## Required actions
1. In the forum thread, what kind of rendering does SirDice say MAME will even work with?
2. Print the passage of the forum thread that begins at the words "Yes very true" and stops after the words "draw 2D images.".

## Text shown

At the very least it will tell you if there are issues with your GPU / drivers.


----------



## the3ajm (Feb 24, 2021)

It still does the same thing but the UI loads fine. I don't think the physical chip is dying since it hung when it's being pushed to do certain workload.


----------



## Menelkir (Feb 24, 2021)

There's also retroarch, with the right libretro cores, you can use mame 2000, 2003 or final burn neo for arcade games.


----------



## SirDice (Feb 24, 2021)

MAME doesn't use OpenGL, it will even work with software rendering. Many of the old arcade cabinets didn't even have a special chip for the graphics, let alone 3D graphics.


----------



## kpedersen (Feb 24, 2021)

SirDice said:


> MAME doesn't use OpenGL, it will even work with software rendering. Many of the old arcade cabinets didn't even have a special chip for the graphics, let alone 3D graphics.


Yes very true but often the emulators still use OpenGL (i.e for accelerated screen scaling). I.e DOSBox and vba-m.

Actually, these days with SDL2, most things use OpenGL behind the scenes, even to draw 2D images.

Looking at the mame port, it looks to drag in Qt. I don't know if that uses accelerated rendering. I know it does happen to drag in Mesa.


----------



## SirDice (Feb 24, 2021)

kpedersen said:


> Looking at the mame port, it looks to drag in Qt.


I think that's mainly for the interface. I'm not sure, I had a look at updating the port a couple of times and the build process is about as clear as mud.


----------



## BostonBSD (Mar 6, 2021)

Foobillard, Kapman, Tomatoes, SDL Jewels, and KPatience.

## Items
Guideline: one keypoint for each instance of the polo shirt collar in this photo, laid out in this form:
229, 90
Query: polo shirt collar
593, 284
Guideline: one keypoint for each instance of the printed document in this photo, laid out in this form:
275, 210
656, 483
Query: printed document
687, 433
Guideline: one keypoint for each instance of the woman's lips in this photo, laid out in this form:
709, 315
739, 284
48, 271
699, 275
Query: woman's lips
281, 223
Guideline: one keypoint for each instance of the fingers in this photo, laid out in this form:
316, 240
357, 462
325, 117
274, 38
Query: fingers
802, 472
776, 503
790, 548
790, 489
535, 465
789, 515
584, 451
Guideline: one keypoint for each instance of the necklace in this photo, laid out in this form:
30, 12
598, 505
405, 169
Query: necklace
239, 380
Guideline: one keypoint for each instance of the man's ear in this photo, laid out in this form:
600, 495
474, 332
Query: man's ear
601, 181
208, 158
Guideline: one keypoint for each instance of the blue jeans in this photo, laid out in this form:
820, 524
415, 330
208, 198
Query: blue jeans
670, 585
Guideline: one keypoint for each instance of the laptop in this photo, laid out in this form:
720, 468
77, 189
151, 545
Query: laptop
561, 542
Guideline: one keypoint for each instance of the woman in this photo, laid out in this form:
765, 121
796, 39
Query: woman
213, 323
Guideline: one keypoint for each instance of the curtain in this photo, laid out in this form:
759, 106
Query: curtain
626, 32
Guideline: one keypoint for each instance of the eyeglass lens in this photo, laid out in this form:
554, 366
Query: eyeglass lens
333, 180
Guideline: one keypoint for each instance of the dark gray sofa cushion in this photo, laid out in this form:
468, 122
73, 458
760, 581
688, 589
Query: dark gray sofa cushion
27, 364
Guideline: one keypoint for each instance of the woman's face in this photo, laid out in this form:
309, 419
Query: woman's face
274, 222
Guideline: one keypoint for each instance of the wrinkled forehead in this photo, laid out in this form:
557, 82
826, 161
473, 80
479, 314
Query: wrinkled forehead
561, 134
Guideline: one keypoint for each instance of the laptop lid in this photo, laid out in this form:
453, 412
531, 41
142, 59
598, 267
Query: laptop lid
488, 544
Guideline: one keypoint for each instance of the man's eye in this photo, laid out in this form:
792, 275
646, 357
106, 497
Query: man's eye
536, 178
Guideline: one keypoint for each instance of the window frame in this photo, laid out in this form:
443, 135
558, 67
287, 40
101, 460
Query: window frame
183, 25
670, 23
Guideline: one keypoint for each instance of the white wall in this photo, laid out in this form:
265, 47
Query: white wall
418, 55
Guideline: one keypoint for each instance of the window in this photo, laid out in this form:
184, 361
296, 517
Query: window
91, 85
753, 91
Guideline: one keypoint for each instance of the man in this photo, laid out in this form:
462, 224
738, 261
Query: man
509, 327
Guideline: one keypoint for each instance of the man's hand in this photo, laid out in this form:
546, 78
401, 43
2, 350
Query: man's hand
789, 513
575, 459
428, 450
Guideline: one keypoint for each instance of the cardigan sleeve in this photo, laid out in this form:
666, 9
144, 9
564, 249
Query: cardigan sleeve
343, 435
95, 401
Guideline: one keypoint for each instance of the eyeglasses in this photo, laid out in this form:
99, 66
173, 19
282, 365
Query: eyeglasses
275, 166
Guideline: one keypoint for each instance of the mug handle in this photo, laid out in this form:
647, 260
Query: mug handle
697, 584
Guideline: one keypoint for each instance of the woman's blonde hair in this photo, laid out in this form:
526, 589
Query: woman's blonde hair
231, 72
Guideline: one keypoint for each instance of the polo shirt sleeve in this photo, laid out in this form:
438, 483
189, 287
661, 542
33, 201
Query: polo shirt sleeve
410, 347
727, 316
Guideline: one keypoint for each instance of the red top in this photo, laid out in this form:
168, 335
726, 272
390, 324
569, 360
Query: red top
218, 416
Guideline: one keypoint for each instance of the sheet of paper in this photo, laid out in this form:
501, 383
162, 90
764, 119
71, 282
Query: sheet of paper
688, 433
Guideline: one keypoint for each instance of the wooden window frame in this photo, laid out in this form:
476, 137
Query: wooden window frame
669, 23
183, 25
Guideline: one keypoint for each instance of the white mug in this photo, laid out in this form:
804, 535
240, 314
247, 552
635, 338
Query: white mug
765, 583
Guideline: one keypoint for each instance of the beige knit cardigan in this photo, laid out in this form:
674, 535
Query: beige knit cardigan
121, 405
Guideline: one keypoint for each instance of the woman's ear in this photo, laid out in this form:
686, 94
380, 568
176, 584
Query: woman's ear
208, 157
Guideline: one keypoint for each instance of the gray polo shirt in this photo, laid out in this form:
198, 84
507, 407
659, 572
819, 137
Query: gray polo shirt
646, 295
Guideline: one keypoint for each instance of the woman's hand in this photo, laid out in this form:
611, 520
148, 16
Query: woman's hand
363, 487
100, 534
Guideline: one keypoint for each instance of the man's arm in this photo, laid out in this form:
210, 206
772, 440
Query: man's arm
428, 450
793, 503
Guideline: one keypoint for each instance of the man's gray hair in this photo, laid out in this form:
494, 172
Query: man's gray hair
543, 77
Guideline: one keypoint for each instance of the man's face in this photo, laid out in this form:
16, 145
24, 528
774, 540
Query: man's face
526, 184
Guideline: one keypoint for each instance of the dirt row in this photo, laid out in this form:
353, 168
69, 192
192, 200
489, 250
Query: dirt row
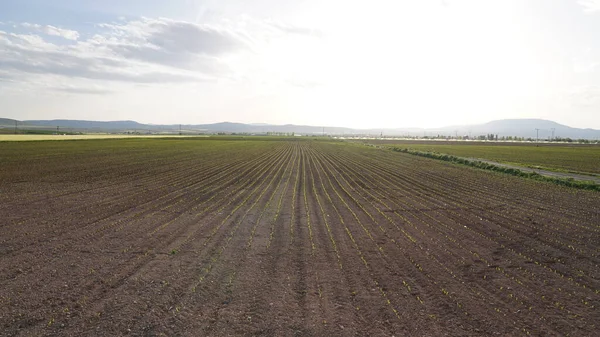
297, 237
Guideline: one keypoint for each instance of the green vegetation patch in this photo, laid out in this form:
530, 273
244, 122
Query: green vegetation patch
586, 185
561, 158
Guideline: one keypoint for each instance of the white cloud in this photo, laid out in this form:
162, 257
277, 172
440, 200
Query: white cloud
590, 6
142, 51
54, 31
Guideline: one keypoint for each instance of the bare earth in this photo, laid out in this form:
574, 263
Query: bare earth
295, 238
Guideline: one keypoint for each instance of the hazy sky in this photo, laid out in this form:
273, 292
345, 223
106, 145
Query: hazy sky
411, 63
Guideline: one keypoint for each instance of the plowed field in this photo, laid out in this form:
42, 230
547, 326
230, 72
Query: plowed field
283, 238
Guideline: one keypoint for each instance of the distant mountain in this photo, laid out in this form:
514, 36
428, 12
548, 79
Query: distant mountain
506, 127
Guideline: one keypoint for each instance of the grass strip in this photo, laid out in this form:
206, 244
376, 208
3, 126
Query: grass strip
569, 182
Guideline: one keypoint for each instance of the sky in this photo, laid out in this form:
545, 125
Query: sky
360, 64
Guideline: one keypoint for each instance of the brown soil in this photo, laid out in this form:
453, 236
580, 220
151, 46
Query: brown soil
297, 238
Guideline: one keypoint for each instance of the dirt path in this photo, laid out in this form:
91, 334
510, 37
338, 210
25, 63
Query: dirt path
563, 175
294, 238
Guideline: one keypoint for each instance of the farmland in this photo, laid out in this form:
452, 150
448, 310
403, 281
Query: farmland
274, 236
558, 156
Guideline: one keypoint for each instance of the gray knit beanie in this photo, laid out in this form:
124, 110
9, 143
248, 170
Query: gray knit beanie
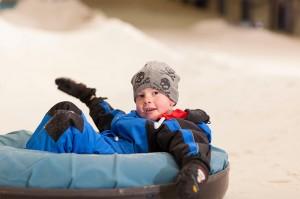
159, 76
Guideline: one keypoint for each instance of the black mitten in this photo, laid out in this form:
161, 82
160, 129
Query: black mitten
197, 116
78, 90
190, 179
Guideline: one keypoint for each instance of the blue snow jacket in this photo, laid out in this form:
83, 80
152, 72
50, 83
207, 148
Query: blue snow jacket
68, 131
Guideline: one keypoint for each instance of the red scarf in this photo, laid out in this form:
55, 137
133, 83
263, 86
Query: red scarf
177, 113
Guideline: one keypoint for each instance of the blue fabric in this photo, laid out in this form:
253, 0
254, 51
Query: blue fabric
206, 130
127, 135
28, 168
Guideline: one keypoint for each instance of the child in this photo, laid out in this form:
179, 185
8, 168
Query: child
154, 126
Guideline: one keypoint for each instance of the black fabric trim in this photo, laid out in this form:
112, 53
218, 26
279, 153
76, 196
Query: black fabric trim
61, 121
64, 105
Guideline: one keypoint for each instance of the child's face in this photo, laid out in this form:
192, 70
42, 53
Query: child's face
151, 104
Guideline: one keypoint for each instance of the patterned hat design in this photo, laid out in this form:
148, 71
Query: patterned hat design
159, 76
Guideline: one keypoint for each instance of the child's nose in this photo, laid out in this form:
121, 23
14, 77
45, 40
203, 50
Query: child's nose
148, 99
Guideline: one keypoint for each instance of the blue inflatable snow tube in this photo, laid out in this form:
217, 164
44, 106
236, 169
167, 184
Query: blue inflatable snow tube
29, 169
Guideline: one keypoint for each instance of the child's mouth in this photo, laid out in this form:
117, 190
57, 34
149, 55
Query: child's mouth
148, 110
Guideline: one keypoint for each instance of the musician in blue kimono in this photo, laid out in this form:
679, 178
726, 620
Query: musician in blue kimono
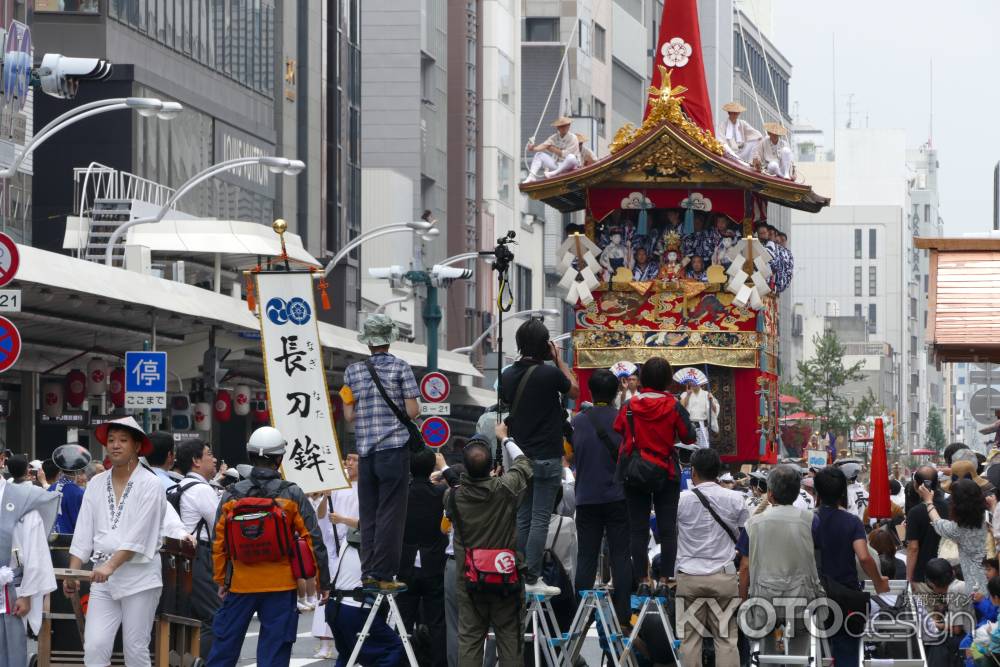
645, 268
==
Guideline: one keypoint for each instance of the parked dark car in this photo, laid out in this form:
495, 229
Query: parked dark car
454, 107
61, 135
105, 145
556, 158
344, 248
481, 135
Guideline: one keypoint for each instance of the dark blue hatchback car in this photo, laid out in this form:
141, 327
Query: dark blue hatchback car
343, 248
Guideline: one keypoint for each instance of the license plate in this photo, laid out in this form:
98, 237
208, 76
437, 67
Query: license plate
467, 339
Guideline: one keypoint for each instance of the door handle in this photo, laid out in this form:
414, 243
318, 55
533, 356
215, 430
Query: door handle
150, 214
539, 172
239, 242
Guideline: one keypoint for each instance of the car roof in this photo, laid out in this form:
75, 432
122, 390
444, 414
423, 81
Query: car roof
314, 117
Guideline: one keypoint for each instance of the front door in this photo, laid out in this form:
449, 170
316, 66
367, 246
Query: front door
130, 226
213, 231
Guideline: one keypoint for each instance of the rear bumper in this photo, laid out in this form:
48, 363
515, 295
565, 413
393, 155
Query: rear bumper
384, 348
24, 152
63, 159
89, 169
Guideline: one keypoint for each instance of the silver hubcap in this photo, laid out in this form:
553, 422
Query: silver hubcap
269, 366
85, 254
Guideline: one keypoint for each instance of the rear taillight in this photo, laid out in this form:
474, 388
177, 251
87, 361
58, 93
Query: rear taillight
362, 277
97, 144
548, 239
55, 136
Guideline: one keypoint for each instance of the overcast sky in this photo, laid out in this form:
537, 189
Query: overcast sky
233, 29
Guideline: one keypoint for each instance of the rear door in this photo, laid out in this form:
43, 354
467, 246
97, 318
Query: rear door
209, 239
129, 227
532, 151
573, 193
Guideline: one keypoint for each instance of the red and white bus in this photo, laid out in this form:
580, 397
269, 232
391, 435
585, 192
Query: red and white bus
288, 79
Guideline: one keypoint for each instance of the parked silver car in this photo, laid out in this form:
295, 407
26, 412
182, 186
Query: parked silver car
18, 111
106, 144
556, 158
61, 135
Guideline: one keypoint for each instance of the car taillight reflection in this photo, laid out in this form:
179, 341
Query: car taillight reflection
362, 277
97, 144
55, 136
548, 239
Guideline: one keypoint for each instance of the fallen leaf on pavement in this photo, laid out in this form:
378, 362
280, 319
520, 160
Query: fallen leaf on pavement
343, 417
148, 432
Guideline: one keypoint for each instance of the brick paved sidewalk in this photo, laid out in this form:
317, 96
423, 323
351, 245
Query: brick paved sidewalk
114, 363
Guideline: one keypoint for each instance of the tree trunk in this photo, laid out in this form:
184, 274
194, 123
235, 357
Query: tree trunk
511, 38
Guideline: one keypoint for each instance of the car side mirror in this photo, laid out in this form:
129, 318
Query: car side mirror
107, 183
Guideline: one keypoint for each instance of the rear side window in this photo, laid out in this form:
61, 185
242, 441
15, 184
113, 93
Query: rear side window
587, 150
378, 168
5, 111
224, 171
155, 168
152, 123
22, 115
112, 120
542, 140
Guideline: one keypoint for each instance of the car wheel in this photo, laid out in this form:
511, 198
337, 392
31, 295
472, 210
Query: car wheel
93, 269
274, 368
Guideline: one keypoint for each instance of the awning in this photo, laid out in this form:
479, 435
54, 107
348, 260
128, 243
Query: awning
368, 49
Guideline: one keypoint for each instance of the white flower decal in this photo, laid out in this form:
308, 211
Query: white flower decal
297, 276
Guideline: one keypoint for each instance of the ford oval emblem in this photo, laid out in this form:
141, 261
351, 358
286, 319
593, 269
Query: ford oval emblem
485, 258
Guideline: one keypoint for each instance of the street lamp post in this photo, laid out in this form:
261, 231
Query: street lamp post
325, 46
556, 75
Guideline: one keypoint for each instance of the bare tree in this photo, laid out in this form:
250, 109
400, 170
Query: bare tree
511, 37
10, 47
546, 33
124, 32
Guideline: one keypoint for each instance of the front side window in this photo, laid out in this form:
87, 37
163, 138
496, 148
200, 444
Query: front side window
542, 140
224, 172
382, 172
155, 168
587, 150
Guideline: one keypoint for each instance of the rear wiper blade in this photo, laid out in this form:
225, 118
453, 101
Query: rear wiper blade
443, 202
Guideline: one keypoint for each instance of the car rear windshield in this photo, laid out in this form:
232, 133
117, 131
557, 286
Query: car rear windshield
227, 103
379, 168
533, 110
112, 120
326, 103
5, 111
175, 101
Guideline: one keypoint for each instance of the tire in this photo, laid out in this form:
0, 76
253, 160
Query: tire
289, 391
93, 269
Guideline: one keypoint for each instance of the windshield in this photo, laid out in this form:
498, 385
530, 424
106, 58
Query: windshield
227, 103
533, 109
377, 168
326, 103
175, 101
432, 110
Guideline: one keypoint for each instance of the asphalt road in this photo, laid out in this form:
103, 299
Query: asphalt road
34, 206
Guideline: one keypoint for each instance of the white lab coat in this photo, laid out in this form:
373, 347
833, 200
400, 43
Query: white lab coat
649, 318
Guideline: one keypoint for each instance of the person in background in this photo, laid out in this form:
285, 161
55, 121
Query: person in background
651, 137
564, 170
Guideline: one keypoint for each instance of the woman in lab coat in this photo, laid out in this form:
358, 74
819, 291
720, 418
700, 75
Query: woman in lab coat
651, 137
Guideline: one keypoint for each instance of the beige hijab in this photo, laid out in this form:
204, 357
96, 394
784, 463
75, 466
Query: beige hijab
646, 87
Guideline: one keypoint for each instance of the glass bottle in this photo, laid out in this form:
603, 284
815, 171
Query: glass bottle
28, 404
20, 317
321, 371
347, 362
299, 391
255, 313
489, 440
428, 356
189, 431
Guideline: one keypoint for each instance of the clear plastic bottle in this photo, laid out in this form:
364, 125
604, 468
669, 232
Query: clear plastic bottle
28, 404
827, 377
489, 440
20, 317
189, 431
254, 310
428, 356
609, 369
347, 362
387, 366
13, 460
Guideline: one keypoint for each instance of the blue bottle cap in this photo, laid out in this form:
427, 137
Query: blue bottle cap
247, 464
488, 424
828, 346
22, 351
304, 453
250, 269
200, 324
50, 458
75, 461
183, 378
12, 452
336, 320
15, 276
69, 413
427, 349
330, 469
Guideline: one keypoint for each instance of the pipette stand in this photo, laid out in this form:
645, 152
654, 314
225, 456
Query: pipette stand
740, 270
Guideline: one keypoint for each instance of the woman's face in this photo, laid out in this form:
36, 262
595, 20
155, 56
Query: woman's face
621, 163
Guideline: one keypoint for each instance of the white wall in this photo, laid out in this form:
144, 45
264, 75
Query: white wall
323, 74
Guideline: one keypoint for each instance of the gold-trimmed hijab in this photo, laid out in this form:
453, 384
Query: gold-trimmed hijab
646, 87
--
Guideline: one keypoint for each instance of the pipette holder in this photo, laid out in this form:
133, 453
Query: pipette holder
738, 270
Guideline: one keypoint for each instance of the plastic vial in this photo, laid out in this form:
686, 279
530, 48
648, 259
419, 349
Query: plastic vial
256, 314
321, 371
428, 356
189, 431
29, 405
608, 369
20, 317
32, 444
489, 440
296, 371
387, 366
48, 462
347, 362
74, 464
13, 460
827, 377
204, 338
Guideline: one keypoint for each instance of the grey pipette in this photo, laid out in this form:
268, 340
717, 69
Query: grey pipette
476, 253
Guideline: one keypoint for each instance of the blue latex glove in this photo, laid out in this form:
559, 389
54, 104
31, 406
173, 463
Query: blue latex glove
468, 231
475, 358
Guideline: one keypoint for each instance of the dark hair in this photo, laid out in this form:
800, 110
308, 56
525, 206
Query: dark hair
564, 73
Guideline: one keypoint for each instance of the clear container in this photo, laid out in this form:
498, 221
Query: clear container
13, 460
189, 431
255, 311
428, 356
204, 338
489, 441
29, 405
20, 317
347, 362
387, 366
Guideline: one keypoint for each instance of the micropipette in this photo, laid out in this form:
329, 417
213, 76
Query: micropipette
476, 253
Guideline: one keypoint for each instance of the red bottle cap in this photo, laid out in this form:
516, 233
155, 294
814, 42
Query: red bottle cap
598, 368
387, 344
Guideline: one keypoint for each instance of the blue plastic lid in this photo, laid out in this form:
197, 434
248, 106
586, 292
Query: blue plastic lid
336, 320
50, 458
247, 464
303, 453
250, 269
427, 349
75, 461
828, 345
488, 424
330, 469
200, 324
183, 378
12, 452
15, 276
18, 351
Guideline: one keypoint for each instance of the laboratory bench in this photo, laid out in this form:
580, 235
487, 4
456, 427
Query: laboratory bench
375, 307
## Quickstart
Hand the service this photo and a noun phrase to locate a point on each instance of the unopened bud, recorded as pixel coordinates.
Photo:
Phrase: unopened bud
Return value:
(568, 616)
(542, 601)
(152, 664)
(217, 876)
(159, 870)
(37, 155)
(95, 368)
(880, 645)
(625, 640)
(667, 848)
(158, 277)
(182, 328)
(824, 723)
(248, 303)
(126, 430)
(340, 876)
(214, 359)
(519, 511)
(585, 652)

## Responses
1. Software rendering.

2.
Yes very true but often the emulators still use OpenGL (i.e for accelerated screen scaling). I.e DOSBox and vba-m.

Actually, these days with SDL2, most things use OpenGL behind the scenes, even to draw 2D images.